** START **

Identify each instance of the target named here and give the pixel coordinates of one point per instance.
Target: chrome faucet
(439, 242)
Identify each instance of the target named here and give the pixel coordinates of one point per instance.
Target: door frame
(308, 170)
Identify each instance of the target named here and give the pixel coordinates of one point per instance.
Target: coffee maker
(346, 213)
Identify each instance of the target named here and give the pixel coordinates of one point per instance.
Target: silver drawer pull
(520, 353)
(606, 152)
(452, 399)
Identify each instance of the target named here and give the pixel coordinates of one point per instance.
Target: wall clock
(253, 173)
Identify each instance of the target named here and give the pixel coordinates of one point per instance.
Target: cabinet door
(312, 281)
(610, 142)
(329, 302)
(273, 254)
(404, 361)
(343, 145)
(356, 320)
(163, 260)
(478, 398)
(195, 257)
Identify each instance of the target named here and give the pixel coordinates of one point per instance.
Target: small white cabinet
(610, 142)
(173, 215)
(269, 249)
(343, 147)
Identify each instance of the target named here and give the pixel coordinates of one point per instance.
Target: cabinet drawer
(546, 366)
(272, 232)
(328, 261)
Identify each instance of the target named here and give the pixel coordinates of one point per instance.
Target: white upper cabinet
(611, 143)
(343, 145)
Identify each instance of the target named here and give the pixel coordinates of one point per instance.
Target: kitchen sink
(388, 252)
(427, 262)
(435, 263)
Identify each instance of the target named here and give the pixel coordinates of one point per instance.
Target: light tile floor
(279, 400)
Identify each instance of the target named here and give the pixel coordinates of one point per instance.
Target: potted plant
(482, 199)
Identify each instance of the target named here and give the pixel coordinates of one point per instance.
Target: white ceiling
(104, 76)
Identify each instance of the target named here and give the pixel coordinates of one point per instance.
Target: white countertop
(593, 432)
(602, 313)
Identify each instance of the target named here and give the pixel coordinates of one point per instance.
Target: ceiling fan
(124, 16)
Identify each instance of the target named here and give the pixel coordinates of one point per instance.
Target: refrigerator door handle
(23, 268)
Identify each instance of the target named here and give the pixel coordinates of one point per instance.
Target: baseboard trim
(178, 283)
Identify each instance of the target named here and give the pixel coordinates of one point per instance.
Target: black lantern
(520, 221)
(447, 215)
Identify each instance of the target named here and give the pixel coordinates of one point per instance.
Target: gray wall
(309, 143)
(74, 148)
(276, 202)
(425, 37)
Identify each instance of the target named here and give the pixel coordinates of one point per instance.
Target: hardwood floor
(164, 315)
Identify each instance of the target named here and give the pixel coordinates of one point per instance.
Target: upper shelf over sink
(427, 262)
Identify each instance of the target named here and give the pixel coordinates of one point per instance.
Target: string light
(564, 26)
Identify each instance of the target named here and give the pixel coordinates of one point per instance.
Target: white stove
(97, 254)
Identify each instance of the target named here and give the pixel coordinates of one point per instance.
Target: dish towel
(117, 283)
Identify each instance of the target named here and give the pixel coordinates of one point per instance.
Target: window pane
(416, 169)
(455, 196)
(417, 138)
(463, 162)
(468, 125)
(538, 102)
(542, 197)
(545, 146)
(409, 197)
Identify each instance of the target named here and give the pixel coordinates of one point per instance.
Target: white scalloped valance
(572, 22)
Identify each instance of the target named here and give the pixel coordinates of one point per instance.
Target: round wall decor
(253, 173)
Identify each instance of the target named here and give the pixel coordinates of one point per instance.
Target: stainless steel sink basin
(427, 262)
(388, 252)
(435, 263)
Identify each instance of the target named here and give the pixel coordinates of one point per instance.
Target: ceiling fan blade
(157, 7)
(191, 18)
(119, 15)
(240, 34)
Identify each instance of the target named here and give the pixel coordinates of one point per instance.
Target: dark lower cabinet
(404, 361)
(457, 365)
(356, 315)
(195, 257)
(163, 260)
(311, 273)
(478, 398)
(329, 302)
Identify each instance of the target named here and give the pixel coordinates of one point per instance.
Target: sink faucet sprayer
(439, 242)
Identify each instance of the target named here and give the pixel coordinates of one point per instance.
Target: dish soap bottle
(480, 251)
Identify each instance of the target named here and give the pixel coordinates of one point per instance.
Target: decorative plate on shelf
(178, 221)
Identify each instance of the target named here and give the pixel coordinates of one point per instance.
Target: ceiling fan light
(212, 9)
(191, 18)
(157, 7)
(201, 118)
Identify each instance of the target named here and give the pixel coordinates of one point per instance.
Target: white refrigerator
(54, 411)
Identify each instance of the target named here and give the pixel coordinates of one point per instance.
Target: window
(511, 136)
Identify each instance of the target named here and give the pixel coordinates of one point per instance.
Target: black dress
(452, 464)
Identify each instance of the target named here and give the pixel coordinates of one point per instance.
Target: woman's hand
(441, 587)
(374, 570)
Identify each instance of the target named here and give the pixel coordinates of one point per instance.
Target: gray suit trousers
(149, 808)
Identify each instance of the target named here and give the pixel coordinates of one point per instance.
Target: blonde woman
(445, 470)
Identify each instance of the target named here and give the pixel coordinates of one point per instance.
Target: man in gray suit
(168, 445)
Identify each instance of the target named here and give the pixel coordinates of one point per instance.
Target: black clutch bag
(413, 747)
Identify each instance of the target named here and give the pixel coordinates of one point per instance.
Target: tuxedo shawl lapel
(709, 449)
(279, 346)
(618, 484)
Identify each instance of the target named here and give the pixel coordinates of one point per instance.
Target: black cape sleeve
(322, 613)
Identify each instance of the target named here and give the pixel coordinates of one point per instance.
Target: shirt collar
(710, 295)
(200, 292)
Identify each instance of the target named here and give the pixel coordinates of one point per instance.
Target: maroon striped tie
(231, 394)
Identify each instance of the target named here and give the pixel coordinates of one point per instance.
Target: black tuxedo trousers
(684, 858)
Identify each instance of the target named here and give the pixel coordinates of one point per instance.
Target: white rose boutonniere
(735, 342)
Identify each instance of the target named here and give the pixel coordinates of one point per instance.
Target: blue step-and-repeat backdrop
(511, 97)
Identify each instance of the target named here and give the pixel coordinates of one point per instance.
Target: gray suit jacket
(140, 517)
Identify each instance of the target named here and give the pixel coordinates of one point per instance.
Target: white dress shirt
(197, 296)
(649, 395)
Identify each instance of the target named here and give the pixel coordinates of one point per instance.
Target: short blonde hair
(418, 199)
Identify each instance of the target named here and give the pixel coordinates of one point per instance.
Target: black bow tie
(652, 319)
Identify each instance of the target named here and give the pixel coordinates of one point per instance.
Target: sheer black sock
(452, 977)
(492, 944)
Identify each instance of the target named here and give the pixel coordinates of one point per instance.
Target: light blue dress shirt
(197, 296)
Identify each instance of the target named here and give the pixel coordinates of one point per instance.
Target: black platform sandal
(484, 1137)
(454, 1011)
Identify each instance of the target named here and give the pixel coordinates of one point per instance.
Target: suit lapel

** END **

Your task is to output all of the data above word for word.

Identify each instance of the target named here and give the pixel coordinates of one point per instance.
Target: chrome faucet
(439, 242)
Identify each instance of the target named here and give the pixel coordinates of one point per instance.
Target: door frame
(308, 170)
Identify each instance of the target named here and give the pixel coordinates of one point per instance.
Target: coffee maker
(346, 213)
Identify each instance of the target named here and give the pixel coordinates of one point per instance.
Target: silver drawer pull
(520, 353)
(606, 152)
(452, 399)
Identify each instance of the target named here and give the pixel coordinates of one point per instance.
Target: wall clock
(253, 173)
Identify each instance of the target named here and give the pixel coordinates of one point per instance.
Target: cabinet door
(312, 281)
(610, 142)
(329, 302)
(273, 254)
(404, 361)
(343, 145)
(356, 320)
(163, 260)
(478, 398)
(195, 257)
Identify each instance of the target named here and give the pixel coordinates of one point per instance.
Target: small white cabinet
(610, 142)
(173, 215)
(269, 249)
(343, 147)
Identify each instance of the target named here and give the pixel coordinates of one point per instance.
Target: cabinet drawer
(546, 366)
(272, 232)
(328, 261)
Identify each instance of the target named here and give the pixel coordinates of one point per instance.
Target: white upper cabinet
(611, 143)
(343, 145)
Identify each instance of the target named here and give the pixel coordinates of one point per instance.
Target: kitchen sink
(388, 252)
(427, 262)
(435, 263)
Identify each instance of the target named here and give the pixel coordinates of one point per instance.
Target: light tile floor
(279, 400)
Identify each instance of the target named here and give the pixel coordinates of one point per instance.
Target: potted plant
(482, 199)
Identify each instance of the target named here and give the pixel coordinates of one point per instance.
Target: white ceiling
(104, 76)
Identify each instance of the target named here and give the pixel coordinates of one point per instance.
Target: white countertop
(593, 432)
(602, 313)
Identify each instance of the target named here and give the pixel coordinates of one point per instance.
Target: ceiling fan
(124, 16)
Identify each instance of the target named here and give the pixel coordinates of one point per instance.
Target: refrigerator door handle
(23, 268)
Identify each instance of the target named here and give the pixel coordinates of one point per instance.
Target: baseboard trim
(178, 283)
Identify each instance of the target named here and give the pixel coordinates of one point per instance.
Target: black lantern
(520, 221)
(447, 215)
Identify each instance of the target named here and give the pixel coordinates of one point per instance.
Target: gray wall
(309, 143)
(74, 148)
(276, 202)
(425, 37)
Identify each instance of the target named here and give the pixel coordinates of one point per instance.
Target: hardwood floor
(164, 315)
Identify each instance of the target named here and give the pixel coordinates of one point per instance.
Target: upper shelf over sink
(427, 262)
Identify each instance of the target named here and give the pixel coordinates of one point per instance.
Target: string light
(564, 26)
Identify each instance of the target named here and give the pixel coordinates of one point per instance.
Target: white stove
(97, 254)
Identify each instance of the target named here and give the pixel coordinates of one point per instance.
Target: dish towel
(117, 283)
Identify each instance of the target named here and give the pixel coordinates of one point per instance.
Target: window pane
(416, 169)
(455, 196)
(417, 138)
(463, 162)
(468, 125)
(538, 102)
(542, 197)
(545, 146)
(409, 197)
Identify each instance of the target named here and give the pixel coordinates of one point per instance.
Target: white scalloped valance
(572, 22)
Identify each instance of the target named here and give the pixel coordinates of one point per instance.
Target: round wall decor
(253, 173)
Identify each instance of the target named here and give the pixel coordinates of one point per instance.
Target: stainless steel sink basin
(427, 262)
(388, 252)
(435, 263)
Identify each instance of the target named here and give the pixel coordinates of one point per instance.
Target: ceiling fan blade
(157, 7)
(191, 18)
(119, 15)
(240, 34)
Identify each instance of the target named here and give the pixel coordinates of one point per instance.
Target: dark lower cabinet
(404, 361)
(457, 365)
(356, 315)
(195, 257)
(163, 260)
(311, 273)
(478, 398)
(329, 302)
Identify each instance of the target named here and give the pixel coordinates of one point per instance.
Target: sink faucet sprayer
(439, 242)
Identify each instance of the target named here and give the pixel coordinates of one point per instance.
Target: dish soap bottle
(480, 251)
Identify each instance of the target named here and give the pixel coordinates of one point per instance.
Target: decorative plate on shelf
(178, 221)
Identify each instance of the target named here and give the pixel coordinates of one point per instance.
Target: ceiling fan light
(212, 9)
(191, 18)
(157, 7)
(201, 118)
Identify each instance of the target named here and give the pixel coordinates of one point per instance.
Target: white refrigerator
(54, 411)
Identify each instance of the target named here and give the pixel coordinates of one point per instance.
Target: window
(511, 136)
Identify each instance of the target named here and give the pixel coordinates of one point per instance.
Target: black dress
(452, 464)
Identify each instance of the target named here and give the pixel coordinates of one point per instance.
Target: woman's hand
(441, 587)
(374, 570)
Identify each instance of the target named here and give the pixel coordinates of one point per instance.
Target: gray suit trousers
(149, 808)
Identify each instance of the target named here and give the pixel coordinates of one point per instance.
Target: blonde woman
(445, 470)
Identify each instance of the target named here and give the pixel coordinates of one point per instance.
Target: man in gray suit
(168, 445)
Identify each instance of the target named here and give the pixel coordinates of one point per instance.
Target: black clutch bag
(413, 747)
Identify each instance of the target named here and give the pixel coordinates of one point per instance.
Target: tuxedo shawl lapel
(709, 449)
(279, 346)
(618, 484)
Identify each instance of the target named here and give the pixel coordinates of one point per instance.
Target: black cape sleeve
(322, 613)
Identify each instance of the target named here and give the pixel coordinates of one point per instance.
Target: shirt collar
(710, 295)
(200, 292)
Identify each instance of the target named here and give the pixel coordinates of one point per instance.
Target: maroon striped tie
(231, 394)
Identify each instance of the target named here and give the pixel coordinates of one point per instance.
Target: black tuxedo trousers
(684, 858)
Identify each instance of the target named here and give the pixel coordinates of one point per instance.
Target: white rose boutonniere
(735, 342)
Identify each instance of the target named here and give the pixel coordinates of one point per instance.
Target: blue step-and-repeat backdrop
(511, 97)
Identify each instance of the target named here and give the pixel coordinates of one point per instance.
Target: gray suit jacket
(140, 517)
Identify each instance of the target named here and give the pixel coordinates of one point per instance.
Target: white dress shirt
(197, 296)
(649, 395)
Identify each instance of the target named here and give the pixel coordinates of one point per instance.
Target: short blonde hair
(418, 199)
Identify each instance of the target named here and give the pixel coordinates of one point per instance.
Target: black bow tie
(652, 319)
Identify each instance of the target named here and give the pixel coordinates of one point per instance.
Target: sheer black sock
(452, 977)
(492, 944)
Identify each instance of the target named here and give the pixel coordinates of one point per instance.
Target: light blue dress shirt
(197, 296)
Identify each instance of the target named here and give the pixel coordinates of one point per instance.
Target: black platform sandal
(484, 1137)
(454, 1011)
Identify each instance of the target named here and give the pixel coordinates of one point per instance.
Target: suit lapel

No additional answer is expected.